===== Extracted material =====
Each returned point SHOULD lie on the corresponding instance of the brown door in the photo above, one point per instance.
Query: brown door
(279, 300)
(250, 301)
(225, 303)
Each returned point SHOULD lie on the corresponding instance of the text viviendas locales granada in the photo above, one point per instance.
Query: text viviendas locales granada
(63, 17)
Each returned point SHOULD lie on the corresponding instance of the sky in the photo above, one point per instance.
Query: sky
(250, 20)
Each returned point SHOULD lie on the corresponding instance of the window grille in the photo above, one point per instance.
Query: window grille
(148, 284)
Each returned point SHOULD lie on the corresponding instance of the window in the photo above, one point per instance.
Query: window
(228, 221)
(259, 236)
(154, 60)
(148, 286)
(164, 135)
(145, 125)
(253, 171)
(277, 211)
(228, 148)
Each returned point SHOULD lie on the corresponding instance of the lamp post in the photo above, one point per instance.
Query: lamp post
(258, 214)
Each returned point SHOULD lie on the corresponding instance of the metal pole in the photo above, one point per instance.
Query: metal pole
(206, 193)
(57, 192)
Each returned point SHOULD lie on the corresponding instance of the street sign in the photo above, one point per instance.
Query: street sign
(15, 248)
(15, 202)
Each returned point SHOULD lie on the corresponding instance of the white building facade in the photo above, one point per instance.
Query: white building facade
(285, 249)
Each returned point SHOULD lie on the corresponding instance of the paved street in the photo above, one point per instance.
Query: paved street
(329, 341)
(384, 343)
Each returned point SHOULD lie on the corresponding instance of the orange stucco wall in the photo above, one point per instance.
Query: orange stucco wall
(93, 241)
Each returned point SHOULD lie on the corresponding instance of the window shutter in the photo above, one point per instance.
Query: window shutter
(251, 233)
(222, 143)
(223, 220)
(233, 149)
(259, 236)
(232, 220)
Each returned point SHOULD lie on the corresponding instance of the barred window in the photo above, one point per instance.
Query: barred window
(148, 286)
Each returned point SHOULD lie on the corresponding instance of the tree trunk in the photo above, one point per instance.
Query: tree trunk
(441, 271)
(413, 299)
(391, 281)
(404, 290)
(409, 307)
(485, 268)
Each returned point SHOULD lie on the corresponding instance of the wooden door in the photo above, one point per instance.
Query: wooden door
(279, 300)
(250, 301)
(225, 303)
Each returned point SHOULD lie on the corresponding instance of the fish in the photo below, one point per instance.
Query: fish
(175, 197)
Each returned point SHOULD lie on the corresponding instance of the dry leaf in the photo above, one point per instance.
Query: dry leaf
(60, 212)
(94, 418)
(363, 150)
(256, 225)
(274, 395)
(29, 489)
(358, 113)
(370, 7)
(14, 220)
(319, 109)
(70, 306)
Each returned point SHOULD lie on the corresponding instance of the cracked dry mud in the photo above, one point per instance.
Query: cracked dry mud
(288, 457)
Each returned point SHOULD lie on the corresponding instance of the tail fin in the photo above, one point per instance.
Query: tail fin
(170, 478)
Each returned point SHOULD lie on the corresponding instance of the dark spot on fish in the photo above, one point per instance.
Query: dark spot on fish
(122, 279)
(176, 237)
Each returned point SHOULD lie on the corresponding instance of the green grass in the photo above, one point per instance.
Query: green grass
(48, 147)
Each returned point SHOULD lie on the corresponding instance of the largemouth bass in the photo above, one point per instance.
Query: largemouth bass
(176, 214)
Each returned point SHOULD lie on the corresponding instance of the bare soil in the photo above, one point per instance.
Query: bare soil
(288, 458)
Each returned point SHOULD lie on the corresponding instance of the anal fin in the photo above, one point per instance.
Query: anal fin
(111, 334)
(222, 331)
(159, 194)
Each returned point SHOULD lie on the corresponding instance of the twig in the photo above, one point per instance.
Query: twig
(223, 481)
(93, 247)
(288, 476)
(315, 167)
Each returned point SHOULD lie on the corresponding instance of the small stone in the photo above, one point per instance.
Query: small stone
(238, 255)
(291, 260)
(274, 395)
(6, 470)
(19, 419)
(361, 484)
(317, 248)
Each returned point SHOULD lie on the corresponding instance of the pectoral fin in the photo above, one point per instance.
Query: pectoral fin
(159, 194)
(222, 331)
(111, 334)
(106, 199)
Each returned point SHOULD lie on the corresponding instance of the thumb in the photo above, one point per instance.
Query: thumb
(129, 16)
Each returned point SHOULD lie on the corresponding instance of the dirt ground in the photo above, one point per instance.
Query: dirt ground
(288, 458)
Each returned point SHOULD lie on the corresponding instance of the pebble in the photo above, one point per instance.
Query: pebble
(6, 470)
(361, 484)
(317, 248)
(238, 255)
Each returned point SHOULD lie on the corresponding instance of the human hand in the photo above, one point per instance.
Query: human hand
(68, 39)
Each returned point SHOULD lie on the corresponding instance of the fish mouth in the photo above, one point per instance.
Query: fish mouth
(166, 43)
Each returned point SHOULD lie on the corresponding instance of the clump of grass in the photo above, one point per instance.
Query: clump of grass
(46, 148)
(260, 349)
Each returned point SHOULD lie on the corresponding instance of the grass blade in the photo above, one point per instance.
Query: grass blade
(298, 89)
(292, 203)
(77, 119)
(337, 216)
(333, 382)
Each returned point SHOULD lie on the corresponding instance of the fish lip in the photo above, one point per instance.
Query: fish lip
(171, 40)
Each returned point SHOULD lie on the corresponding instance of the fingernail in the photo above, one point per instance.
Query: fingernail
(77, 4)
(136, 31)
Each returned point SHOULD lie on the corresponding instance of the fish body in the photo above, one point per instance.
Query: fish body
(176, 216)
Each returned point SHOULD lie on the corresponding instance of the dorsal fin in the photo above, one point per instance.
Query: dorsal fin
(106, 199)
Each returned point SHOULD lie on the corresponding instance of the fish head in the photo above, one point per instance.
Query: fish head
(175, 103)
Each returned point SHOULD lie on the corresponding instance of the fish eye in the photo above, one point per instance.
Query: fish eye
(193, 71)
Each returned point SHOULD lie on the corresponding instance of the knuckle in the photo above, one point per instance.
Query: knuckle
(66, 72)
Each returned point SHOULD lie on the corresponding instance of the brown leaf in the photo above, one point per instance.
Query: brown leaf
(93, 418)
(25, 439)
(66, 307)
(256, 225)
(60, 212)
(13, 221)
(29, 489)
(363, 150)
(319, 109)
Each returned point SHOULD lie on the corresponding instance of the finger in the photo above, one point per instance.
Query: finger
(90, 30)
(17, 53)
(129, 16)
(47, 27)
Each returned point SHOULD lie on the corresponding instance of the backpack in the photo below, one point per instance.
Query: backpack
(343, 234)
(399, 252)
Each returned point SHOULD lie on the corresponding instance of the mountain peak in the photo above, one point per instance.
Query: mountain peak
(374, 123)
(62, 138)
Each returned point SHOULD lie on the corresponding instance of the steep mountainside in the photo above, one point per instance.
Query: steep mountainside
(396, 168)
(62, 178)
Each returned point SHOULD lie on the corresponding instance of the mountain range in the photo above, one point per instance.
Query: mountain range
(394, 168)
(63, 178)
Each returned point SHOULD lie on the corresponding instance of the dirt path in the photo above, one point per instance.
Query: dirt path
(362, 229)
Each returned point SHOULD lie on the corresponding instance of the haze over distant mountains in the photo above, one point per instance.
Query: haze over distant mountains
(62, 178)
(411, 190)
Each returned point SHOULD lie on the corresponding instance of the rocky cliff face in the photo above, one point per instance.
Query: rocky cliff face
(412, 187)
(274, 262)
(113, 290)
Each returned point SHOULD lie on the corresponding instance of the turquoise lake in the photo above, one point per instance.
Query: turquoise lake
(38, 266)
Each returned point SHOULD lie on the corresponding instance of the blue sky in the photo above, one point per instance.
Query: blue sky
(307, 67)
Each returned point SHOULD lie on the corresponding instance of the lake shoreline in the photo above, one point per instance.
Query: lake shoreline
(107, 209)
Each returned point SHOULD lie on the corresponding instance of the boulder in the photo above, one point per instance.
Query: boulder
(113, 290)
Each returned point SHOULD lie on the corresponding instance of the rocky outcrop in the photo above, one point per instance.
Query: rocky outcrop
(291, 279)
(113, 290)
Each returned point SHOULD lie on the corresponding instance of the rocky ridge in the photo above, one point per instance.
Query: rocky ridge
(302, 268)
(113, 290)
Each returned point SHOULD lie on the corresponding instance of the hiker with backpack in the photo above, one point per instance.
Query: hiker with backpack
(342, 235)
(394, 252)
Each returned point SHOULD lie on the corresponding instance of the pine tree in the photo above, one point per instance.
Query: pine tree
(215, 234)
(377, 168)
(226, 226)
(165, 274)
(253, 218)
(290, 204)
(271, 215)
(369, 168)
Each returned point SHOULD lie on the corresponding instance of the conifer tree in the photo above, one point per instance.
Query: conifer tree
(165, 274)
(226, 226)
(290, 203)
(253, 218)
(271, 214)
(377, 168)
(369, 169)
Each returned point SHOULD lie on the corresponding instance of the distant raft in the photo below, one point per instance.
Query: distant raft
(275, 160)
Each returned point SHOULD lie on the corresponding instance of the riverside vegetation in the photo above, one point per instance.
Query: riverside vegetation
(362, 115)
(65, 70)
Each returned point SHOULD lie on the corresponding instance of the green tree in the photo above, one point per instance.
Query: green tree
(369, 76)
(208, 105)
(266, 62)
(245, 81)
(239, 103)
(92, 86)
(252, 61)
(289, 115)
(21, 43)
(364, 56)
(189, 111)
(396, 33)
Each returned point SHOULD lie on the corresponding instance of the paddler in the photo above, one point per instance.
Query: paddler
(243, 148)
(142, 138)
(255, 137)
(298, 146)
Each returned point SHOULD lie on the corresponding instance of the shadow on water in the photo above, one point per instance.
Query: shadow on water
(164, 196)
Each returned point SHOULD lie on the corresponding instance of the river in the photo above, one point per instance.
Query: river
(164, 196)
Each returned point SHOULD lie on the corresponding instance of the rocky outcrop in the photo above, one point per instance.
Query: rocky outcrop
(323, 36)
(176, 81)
=====
→ What is expected
Copy all lines above where "below" is present.

→ Result for this exercise
Each returned point SHOULD lie on the corresponding instance of the fish in the photo below, one point per instance.
Each returned point SHOULD lie on the corresponding instance of the backpack in the photo below, one point per instance.
Each returned point SHOULD lie on the corresponding instance of the distant raft in the photo below, one point per instance.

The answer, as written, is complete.